- SET EXERCISE 1:
Answer these about the C++ getters/setters thread:
(a) In what language had the asker been programming before turning back to C++?
(b) According to Answer 1, what should the getter and setter for a member share?
(c) According to Answer 2, what becomes hard if non-const fields are made public?
- SET EXERCISE 2:
Write out the passage of the C++ getters/setters thread starting with "The client code" and going on through "changes in the future.".

- EXTRACTED TEXT:
++++++
C++ getters/setters coding style

Question

I have been programming in C# for a while and now I want to brush up on my C++ skills.

Having the class:

class Foo
{
    const std::string& name_;
    ...
};

What would be the best approach (I only want to allow read access to the name_ field):

• use a getter method: inline const std::string& name() const { return name_; }
• make the field public since it's a constant

Thanks.

Answer 1

Using a getter method is a better design choice for a long-lived class as it allows you to replace the getter method with something more complicated in the future. Although this seems less likely to be needed for a const value, the cost is low and the possible benefits are large.

As an aside, in C++, it's an especially good idea to give both the getter and setter for a member the same name, since in the future you can then actually change the the pair of methods:

class Foo {
public:
    std::string const& name() const;          // Getter
    void name(std::string const& newName);    // Setter
    ...
};

Into a single, public member variable that defines an operator()() for each:

// This class encapsulates a fancier type of name
class fancy_name {
public:
    // Getter
    std::string const& operator()() const {
        return _compute_fancy_name();    // Does some internal work
    }

    // Setter
    void operator()(std::string const& newName) {
        _set_fancy_name(newName);        // Does some internal work
    }
    ...
};

class Foo {
public:
    fancy_name name;
    ...
};

The client code will need to be recompiled of course, but no syntax changes are required! Obviously, this transformation works just as well for const values, in which only a getter is needed.

Answer 2

It tends to be a bad idea to make non-const fields public because it then becomes hard to force error checking constraints and/or add side-effects to value changes in the future.
++++++
- SUPPLIED ENTRIES:
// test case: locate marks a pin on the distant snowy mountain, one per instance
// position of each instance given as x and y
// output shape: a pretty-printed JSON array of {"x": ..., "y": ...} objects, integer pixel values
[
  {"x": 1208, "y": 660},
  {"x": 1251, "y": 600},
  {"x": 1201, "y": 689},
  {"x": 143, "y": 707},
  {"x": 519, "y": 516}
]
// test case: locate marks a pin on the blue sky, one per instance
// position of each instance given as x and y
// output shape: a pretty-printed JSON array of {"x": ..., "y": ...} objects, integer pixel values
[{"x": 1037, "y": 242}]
++++++
- WRITTEN RESPONSE 1:
(a) C#
(b) The same name
(c) Forcing error checking constraints and/or adding side-effects to value changes in the future

- WRITTEN RESPONSE 2:
The client code will need to be recompiled of course, but no syntax changes are required! Obviously, this transformation works just as well for const values, in which only a getter is needed.

Answer 2

It tends to be a bad idea to make non-const fields public because it then becomes hard to force error checking constraints and/or add side-effects to value changes in the future.